---------- Data for analysis

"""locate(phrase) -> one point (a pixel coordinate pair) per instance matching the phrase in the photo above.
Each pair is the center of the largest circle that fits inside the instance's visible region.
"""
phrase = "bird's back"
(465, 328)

--------------------

● Exercise aim
Write out each record again, keeping every word as it is.

● Response to the task
"""locate(phrase) -> one point (a pixel coordinate pair) per instance matching the phrase in the photo above.
Each pair is the center of the largest circle that fits inside the instance's visible region.
"""
phrase = "bird's back"
(465, 328)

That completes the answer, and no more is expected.